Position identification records
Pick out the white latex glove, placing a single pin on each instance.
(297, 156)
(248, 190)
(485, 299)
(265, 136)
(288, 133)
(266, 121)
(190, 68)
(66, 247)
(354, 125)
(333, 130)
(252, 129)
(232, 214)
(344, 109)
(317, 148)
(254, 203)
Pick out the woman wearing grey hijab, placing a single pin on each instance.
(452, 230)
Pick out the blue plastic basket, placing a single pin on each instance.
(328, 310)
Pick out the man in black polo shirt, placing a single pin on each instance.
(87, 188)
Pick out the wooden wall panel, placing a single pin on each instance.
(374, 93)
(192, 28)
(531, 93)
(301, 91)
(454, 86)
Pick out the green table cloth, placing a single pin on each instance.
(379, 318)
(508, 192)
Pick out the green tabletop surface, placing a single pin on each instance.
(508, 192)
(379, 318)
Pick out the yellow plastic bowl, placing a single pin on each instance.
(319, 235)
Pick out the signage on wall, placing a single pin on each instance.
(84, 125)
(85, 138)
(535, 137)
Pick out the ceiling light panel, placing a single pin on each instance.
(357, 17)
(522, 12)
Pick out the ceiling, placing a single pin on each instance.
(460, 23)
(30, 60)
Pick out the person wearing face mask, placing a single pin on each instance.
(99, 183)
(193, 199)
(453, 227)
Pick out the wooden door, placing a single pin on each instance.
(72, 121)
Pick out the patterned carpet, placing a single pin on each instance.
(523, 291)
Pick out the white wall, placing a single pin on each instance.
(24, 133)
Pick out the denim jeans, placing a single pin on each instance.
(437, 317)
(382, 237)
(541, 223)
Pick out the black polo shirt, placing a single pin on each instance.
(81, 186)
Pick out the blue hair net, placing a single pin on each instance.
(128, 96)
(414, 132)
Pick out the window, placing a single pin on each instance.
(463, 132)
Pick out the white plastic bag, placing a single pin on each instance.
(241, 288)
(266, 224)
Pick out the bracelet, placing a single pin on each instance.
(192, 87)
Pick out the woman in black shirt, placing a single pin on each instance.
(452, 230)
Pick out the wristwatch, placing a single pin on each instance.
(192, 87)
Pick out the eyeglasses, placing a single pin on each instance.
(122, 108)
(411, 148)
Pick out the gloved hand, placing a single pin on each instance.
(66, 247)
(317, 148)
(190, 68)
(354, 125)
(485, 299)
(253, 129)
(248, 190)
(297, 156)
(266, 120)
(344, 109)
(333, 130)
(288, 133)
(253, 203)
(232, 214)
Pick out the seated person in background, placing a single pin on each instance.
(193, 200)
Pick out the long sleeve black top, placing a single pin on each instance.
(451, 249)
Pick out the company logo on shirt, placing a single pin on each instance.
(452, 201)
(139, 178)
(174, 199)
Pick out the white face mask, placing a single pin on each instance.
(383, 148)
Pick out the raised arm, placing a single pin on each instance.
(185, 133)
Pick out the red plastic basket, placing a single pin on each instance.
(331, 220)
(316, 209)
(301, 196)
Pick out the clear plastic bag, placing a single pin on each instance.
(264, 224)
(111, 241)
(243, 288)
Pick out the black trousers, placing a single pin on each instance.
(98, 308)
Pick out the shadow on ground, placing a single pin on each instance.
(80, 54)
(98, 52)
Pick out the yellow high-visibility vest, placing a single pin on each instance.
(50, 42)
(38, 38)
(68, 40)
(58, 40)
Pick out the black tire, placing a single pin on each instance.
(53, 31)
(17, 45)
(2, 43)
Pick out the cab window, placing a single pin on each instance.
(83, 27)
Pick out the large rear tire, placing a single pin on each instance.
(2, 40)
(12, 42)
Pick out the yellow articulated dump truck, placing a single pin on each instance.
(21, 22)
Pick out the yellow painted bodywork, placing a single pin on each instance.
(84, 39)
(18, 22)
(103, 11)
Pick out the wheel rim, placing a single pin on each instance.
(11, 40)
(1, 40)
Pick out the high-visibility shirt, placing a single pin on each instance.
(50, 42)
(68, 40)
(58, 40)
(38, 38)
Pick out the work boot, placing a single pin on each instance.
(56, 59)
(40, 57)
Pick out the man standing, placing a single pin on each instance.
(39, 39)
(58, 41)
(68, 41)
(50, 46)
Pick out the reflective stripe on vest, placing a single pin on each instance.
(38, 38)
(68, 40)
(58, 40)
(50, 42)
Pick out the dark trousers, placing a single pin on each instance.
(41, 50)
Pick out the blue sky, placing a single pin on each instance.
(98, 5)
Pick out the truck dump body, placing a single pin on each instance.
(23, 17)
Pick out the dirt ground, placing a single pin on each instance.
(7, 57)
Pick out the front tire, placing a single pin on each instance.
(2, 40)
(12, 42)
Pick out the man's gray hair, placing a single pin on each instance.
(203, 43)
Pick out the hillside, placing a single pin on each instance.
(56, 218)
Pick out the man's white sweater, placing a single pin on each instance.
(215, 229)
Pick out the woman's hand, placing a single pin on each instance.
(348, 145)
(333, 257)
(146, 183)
* * *
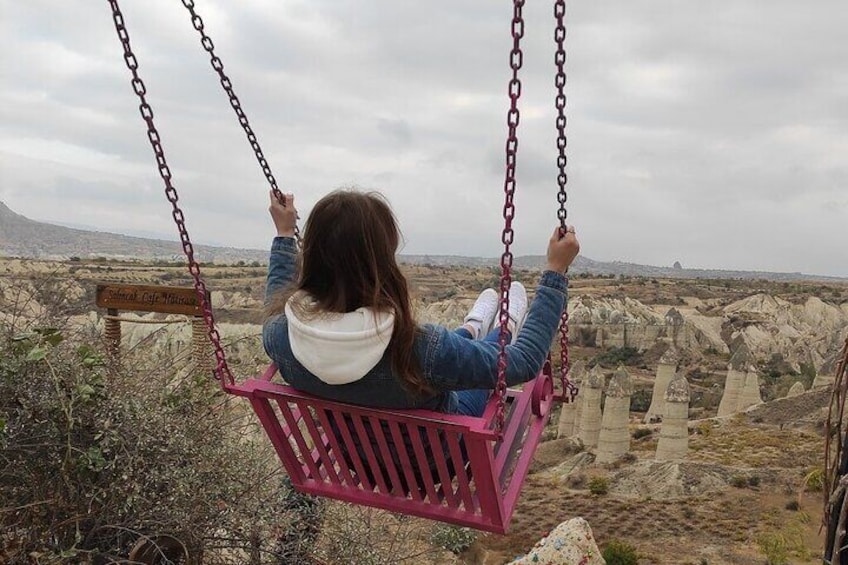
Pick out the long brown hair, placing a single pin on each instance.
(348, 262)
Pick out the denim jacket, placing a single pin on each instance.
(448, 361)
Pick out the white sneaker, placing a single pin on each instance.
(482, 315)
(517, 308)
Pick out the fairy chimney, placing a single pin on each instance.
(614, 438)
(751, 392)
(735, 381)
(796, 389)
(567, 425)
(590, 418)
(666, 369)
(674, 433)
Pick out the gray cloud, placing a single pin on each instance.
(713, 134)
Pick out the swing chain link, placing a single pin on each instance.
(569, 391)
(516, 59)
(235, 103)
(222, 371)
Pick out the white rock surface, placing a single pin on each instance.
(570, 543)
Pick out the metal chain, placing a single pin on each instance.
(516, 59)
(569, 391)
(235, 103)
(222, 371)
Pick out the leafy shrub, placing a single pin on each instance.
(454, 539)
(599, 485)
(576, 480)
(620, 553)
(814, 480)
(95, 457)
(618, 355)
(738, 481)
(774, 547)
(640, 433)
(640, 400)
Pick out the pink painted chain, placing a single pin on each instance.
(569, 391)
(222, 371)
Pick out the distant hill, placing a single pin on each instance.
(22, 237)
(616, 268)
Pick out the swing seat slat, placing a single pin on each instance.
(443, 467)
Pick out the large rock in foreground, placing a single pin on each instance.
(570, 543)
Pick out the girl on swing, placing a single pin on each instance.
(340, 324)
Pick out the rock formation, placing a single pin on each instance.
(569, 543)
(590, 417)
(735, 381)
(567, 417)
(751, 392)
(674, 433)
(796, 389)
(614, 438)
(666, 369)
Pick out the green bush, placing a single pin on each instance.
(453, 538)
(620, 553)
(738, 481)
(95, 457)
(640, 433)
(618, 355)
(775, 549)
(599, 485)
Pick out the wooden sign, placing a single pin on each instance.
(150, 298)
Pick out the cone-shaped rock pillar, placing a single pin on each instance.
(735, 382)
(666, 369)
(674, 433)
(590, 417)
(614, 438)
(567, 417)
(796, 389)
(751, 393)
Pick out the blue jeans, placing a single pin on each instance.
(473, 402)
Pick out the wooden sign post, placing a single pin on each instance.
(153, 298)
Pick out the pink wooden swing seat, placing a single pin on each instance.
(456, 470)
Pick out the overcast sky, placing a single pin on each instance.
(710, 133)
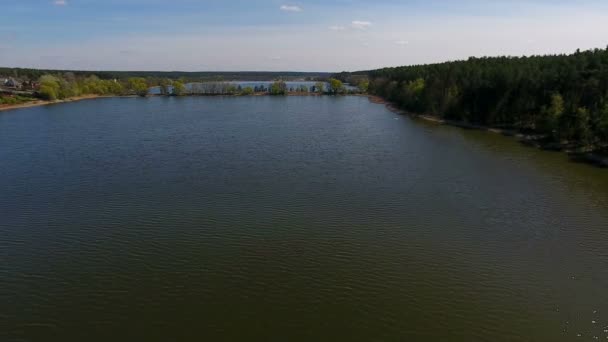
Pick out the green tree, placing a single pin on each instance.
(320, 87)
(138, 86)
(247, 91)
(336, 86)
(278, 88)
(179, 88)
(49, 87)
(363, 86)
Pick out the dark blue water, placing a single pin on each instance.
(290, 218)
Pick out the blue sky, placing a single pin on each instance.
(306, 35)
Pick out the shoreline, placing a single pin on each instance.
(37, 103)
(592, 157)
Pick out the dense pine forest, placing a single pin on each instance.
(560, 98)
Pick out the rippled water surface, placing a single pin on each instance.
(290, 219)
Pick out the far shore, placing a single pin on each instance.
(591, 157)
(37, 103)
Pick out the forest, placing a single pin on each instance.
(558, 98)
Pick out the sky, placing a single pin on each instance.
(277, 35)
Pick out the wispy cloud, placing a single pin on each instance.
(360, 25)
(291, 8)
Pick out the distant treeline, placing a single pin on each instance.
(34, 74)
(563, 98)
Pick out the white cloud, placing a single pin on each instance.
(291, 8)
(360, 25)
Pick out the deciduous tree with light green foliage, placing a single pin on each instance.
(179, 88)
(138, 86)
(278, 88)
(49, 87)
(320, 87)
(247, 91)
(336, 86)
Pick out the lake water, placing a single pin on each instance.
==
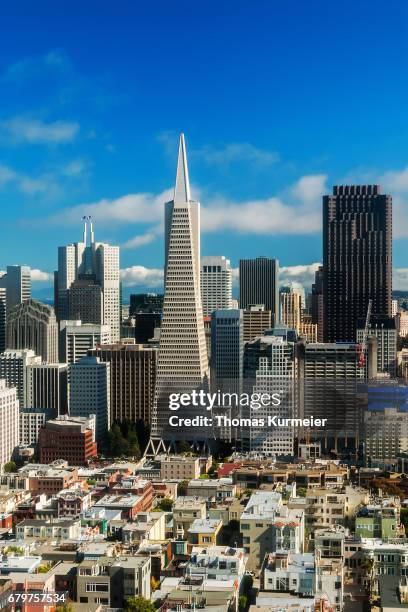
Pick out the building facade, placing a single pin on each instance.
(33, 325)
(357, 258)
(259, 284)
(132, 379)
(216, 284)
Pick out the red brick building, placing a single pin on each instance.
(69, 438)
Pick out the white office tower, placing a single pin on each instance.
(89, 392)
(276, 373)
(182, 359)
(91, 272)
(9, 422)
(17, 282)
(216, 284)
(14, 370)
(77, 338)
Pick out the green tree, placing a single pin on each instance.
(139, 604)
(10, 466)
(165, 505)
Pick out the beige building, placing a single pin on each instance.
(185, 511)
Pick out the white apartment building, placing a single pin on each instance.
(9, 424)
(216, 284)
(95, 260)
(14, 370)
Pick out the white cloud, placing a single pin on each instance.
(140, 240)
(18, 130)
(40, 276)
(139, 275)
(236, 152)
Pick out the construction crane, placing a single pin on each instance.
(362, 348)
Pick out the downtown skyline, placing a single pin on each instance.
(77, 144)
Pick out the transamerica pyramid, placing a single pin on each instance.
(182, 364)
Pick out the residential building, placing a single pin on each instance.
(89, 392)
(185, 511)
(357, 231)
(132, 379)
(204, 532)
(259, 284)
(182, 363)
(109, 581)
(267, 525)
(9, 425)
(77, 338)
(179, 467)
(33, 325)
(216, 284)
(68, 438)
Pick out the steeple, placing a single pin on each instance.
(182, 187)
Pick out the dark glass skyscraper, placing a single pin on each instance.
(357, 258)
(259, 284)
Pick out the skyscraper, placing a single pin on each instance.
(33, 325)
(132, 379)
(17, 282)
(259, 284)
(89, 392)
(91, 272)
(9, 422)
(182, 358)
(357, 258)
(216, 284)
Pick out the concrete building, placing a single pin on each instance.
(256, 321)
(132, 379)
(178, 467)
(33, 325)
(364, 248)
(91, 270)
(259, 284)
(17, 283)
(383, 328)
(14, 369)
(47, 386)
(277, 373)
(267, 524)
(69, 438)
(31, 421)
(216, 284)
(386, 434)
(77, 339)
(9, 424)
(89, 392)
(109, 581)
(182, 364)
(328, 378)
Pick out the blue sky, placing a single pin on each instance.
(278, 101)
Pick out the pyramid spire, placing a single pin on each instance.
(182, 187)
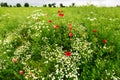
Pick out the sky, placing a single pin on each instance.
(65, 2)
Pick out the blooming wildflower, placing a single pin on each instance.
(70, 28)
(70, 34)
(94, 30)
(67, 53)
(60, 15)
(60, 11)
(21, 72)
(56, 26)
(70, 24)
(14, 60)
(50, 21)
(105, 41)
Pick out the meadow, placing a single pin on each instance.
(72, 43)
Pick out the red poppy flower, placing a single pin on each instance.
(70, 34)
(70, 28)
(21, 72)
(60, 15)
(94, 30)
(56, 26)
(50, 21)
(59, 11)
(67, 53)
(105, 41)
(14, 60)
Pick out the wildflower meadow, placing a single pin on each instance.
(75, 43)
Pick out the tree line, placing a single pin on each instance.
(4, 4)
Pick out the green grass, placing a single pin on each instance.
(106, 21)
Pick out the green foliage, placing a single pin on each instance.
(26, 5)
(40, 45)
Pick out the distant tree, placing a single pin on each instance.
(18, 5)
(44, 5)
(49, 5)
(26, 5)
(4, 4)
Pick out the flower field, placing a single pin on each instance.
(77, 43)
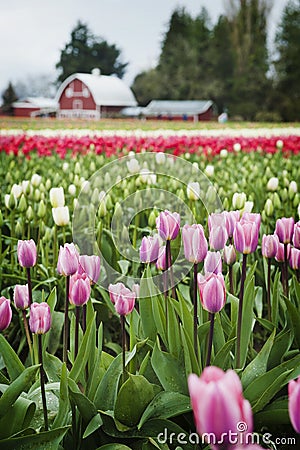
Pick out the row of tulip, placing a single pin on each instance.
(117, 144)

### Set task
Gather every line in the items above that contains the string "large". Case counts.

### Exercise response
Pick out the large rear tire, placing a single pin on each instance.
Pick out the large rock in foreground, placing a single pin on each instance.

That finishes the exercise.